[JOB]:
Please copy out the material verbatim, from its first line up to and including the line containing "[[288, 275]]".

[INPUT MATERIAL]:
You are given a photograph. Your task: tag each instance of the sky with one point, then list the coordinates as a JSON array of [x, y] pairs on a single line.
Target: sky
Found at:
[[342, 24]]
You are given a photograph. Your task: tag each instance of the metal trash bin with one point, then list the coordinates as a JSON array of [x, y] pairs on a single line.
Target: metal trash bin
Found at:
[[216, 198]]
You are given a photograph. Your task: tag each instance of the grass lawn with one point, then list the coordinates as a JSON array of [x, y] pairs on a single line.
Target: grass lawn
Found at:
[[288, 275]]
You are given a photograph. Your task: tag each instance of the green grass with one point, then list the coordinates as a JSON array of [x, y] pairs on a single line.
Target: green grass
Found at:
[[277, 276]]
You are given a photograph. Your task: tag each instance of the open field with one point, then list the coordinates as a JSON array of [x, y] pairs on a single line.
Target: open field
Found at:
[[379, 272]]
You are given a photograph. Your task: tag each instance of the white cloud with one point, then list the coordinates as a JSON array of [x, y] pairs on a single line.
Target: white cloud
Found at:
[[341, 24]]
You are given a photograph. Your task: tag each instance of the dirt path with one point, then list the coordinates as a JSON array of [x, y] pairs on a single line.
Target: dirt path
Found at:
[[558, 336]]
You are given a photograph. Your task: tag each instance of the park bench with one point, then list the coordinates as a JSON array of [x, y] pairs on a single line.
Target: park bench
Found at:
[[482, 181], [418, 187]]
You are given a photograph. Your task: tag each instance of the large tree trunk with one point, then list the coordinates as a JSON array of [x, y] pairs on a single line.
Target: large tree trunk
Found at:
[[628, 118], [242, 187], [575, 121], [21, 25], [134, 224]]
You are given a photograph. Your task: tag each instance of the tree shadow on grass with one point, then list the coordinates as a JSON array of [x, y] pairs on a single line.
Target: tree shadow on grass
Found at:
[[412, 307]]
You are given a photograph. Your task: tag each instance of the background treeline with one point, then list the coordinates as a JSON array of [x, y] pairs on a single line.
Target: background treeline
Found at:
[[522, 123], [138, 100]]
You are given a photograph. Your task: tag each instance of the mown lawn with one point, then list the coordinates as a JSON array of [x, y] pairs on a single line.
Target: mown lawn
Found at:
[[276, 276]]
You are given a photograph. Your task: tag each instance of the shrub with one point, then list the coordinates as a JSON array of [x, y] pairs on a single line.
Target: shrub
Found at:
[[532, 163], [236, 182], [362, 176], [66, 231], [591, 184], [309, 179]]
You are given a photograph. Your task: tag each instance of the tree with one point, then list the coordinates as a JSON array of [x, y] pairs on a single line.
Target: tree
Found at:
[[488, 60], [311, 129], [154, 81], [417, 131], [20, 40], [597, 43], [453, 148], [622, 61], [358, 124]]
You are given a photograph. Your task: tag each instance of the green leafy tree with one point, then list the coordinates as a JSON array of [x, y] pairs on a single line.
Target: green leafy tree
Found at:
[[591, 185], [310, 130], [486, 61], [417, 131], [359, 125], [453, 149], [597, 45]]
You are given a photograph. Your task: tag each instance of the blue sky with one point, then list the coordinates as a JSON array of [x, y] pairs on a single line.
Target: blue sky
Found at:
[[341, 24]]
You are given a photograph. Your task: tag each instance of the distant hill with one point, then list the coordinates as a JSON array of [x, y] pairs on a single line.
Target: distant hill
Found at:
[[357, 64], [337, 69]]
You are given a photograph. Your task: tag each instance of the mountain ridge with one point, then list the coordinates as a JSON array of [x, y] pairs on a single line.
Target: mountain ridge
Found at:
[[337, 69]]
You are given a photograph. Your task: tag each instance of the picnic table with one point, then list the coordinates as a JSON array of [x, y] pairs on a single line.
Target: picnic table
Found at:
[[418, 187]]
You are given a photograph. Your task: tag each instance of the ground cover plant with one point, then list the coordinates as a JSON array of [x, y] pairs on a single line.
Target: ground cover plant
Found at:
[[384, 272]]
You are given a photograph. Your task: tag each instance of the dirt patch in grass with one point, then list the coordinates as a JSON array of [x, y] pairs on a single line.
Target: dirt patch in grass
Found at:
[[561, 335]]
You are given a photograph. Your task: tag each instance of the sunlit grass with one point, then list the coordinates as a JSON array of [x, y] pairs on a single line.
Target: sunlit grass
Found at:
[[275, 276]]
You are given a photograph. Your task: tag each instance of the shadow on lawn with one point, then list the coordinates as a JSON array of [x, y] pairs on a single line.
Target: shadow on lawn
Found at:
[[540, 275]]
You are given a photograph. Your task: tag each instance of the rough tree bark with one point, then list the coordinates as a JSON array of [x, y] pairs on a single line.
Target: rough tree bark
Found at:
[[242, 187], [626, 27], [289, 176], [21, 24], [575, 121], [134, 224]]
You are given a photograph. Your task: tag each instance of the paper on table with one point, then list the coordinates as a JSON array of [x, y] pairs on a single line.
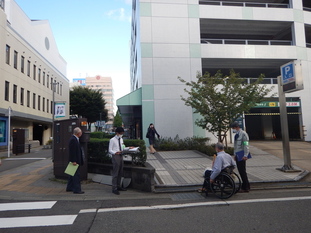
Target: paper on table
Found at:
[[71, 169], [240, 155]]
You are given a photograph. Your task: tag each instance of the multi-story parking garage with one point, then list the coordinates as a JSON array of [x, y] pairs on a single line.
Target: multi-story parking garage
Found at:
[[172, 38]]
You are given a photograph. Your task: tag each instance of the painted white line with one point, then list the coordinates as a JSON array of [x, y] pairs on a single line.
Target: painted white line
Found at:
[[27, 205], [198, 204], [23, 159], [87, 211], [37, 221]]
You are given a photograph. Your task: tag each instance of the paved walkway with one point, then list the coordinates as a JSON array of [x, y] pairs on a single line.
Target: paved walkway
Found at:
[[182, 168], [35, 180]]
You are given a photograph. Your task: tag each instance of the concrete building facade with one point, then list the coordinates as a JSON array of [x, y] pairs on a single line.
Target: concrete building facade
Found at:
[[30, 66], [178, 38]]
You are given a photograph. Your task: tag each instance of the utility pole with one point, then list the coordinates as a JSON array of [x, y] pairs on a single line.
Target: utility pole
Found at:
[[9, 130]]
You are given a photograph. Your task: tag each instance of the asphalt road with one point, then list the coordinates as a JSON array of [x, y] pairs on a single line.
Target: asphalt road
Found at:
[[258, 211]]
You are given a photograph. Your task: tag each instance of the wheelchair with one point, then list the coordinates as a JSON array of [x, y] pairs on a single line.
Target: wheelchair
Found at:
[[225, 184]]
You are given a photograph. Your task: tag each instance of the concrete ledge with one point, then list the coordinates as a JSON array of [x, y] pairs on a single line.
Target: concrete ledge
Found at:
[[142, 178]]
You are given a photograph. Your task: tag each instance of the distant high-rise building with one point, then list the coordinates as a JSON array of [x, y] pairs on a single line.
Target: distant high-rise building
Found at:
[[104, 84]]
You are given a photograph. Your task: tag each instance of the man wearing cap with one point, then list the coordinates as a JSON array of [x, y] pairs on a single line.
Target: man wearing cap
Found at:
[[241, 152]]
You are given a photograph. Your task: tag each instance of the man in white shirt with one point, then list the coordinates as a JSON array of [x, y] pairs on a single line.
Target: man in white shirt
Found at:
[[222, 161], [116, 146]]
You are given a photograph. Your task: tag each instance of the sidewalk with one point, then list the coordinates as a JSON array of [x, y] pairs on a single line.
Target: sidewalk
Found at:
[[185, 168], [35, 180]]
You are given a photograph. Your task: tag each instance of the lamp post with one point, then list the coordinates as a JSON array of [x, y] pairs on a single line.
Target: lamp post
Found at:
[[53, 115], [9, 130]]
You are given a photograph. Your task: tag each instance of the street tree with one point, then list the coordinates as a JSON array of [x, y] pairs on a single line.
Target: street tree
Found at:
[[221, 99], [88, 103], [117, 121]]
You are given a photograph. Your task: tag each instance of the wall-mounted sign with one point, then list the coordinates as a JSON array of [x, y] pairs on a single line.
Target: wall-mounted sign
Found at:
[[275, 104], [60, 110], [3, 131], [291, 76]]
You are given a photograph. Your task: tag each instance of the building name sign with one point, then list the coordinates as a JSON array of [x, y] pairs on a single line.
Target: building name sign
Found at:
[[291, 77], [2, 4], [275, 104]]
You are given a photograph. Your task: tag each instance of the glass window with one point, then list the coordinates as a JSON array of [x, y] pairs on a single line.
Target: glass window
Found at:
[[34, 101], [14, 94], [28, 99], [22, 96], [34, 72], [22, 64], [47, 105], [28, 68], [7, 91], [39, 75], [39, 102], [7, 54], [15, 59], [43, 78], [43, 104]]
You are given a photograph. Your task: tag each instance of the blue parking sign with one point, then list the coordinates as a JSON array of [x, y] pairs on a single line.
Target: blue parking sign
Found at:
[[288, 73]]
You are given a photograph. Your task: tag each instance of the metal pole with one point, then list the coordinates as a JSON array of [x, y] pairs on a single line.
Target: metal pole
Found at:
[[9, 130], [53, 114], [284, 125]]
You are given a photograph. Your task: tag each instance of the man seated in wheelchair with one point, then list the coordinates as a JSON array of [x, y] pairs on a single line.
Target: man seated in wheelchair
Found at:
[[221, 162]]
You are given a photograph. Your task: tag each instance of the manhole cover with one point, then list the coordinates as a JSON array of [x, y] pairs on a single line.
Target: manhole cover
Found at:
[[186, 196]]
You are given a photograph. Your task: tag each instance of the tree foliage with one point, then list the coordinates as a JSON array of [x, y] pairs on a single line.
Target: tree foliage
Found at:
[[88, 103], [117, 120], [221, 99]]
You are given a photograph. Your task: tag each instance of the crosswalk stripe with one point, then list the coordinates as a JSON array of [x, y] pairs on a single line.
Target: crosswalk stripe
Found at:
[[10, 159], [198, 204], [27, 205], [37, 221]]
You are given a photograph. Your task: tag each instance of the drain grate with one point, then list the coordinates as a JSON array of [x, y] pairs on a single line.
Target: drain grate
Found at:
[[186, 196]]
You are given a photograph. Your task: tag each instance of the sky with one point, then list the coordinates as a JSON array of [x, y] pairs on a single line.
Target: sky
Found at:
[[92, 36]]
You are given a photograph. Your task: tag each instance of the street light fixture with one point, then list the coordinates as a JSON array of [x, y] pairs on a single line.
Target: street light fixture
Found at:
[[53, 116]]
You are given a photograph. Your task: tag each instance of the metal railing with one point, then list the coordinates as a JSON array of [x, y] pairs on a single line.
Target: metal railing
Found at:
[[246, 42], [244, 4], [307, 9]]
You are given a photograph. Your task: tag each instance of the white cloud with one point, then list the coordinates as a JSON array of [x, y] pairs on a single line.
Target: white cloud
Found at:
[[119, 14]]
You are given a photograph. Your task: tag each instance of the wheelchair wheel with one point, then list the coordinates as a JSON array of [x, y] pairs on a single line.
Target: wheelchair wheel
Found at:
[[223, 186], [237, 181]]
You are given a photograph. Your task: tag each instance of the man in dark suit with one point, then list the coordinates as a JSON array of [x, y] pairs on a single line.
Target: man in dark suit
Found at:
[[76, 157]]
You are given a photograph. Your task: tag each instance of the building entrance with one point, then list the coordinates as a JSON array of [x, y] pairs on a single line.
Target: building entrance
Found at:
[[263, 122]]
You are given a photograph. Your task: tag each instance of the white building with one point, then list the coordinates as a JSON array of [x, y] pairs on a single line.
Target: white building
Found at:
[[29, 64], [172, 38]]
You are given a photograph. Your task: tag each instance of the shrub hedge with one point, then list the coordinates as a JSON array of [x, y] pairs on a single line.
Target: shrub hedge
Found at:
[[98, 150], [193, 143], [101, 135]]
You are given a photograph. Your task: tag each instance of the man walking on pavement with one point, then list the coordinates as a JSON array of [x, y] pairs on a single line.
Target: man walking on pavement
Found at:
[[241, 152], [76, 157], [116, 146]]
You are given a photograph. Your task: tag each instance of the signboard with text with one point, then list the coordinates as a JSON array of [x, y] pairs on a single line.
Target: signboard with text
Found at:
[[60, 110], [291, 76], [3, 131]]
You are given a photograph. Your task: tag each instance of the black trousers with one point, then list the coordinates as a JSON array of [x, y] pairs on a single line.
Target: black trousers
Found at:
[[242, 170], [74, 183]]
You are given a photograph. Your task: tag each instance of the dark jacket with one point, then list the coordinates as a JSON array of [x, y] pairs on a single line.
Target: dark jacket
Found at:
[[152, 132], [75, 151]]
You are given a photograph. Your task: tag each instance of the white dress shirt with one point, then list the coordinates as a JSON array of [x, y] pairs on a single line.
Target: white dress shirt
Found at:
[[114, 145]]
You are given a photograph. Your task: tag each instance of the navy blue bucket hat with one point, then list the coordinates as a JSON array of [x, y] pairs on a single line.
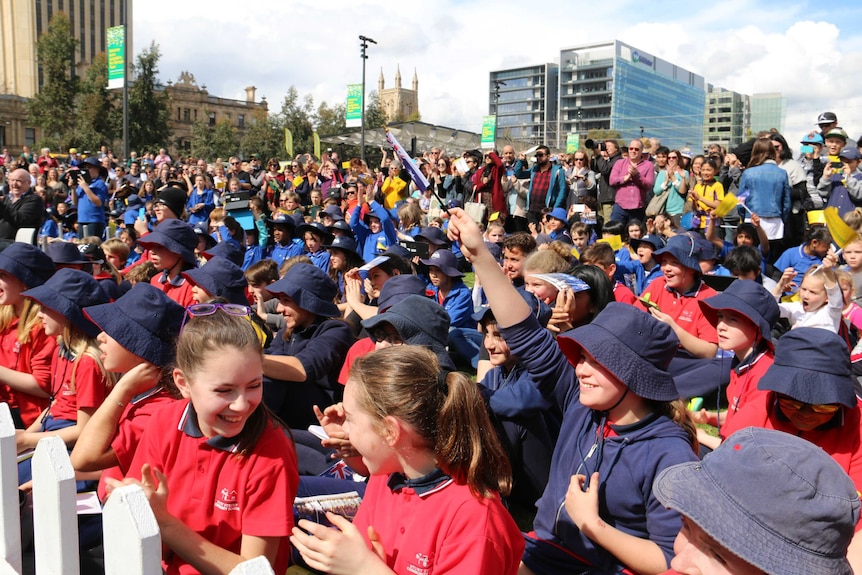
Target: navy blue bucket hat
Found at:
[[774, 500], [66, 253], [446, 261], [748, 298], [632, 345], [68, 292], [27, 263], [145, 321], [684, 248], [310, 288], [220, 277], [811, 365], [397, 288], [175, 236]]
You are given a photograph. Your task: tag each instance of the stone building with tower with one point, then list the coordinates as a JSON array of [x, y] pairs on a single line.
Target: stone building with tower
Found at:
[[399, 104]]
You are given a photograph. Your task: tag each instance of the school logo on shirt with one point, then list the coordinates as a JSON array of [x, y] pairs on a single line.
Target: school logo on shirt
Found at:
[[227, 500], [423, 564]]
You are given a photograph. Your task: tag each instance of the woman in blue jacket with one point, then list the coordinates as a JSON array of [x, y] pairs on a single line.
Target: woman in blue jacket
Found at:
[[622, 425]]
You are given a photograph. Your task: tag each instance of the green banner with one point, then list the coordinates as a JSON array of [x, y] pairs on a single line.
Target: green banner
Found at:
[[353, 110], [489, 132], [116, 56], [573, 142]]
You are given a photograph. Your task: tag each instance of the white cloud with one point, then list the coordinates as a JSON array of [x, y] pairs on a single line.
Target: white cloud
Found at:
[[453, 45]]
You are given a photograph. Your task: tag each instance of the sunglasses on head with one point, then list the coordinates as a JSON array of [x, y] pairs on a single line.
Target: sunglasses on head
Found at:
[[201, 309]]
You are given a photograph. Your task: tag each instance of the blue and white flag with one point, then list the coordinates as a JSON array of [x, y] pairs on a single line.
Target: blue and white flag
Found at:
[[415, 174]]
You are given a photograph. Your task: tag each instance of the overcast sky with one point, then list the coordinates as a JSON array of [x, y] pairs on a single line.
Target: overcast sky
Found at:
[[811, 52]]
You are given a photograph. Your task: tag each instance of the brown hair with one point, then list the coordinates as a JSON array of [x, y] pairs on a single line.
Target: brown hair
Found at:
[[213, 333], [445, 409]]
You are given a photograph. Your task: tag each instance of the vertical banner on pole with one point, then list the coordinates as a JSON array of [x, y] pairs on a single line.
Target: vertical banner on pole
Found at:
[[489, 132], [116, 37], [353, 109]]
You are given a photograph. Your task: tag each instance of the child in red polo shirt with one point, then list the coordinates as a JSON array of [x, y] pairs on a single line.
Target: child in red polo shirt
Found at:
[[219, 473], [432, 504]]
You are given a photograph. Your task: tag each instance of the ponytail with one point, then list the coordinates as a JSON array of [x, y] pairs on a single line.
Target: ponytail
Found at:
[[444, 409], [676, 410]]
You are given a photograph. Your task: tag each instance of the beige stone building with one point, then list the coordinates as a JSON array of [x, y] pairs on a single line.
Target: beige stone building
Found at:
[[190, 103], [399, 104], [21, 24]]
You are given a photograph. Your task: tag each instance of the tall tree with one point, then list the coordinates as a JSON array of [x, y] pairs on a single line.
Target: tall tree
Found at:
[[265, 137], [53, 108], [99, 116], [297, 115], [148, 104]]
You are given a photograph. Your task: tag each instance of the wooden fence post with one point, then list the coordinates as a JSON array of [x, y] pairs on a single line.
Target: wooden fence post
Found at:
[[55, 518]]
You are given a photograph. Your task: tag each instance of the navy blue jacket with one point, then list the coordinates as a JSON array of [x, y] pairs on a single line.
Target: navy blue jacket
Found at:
[[631, 458]]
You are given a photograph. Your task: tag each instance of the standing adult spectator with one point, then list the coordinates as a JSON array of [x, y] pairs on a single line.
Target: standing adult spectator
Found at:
[[90, 198], [548, 188], [765, 188], [237, 172], [20, 208], [162, 158], [604, 163], [633, 180]]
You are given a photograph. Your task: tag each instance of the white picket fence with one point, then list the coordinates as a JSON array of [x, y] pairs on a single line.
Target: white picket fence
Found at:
[[131, 535]]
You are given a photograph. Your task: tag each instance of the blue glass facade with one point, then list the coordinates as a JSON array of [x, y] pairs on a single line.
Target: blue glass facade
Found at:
[[649, 104]]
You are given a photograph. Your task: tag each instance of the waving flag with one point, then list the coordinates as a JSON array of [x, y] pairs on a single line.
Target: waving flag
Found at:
[[417, 176]]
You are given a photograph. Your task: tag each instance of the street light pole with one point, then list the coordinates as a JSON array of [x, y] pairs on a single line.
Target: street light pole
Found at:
[[364, 43]]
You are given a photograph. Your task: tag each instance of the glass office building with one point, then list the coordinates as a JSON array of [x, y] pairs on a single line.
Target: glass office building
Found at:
[[614, 86], [525, 103]]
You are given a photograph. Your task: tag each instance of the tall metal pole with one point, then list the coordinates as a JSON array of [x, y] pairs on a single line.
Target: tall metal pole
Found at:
[[126, 43], [364, 43]]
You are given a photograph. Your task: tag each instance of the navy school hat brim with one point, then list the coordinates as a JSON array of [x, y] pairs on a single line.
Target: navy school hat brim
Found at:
[[724, 496], [144, 321], [27, 263], [54, 295]]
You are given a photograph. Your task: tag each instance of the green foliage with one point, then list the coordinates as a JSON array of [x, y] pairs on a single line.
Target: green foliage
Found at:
[[53, 108], [221, 140], [264, 137], [148, 105], [99, 117]]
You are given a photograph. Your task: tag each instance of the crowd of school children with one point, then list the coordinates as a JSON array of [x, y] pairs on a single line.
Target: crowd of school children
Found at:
[[627, 384]]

[EXPECTED OUTPUT]:
You are given a photograph. Your task: tag each instance of the sky with one point, then list the coordinates as a JSON array of [x, y] pairs on a single line.
Target: sky
Found at:
[[342, 24]]
You are given a photograph. Your task: tag each instance of the metal trash bin with one point, then list the coordinates as a JSON array of [x, y] pairs on a single line.
Target: metal trash bin
Found at:
[[216, 198]]
You are given a photograph. Your task: tag each instance of the grass lawn with one point, then list the coordinates as a JSON array of [x, y] pairs on a single line.
Target: grass lawn
Found at:
[[288, 275]]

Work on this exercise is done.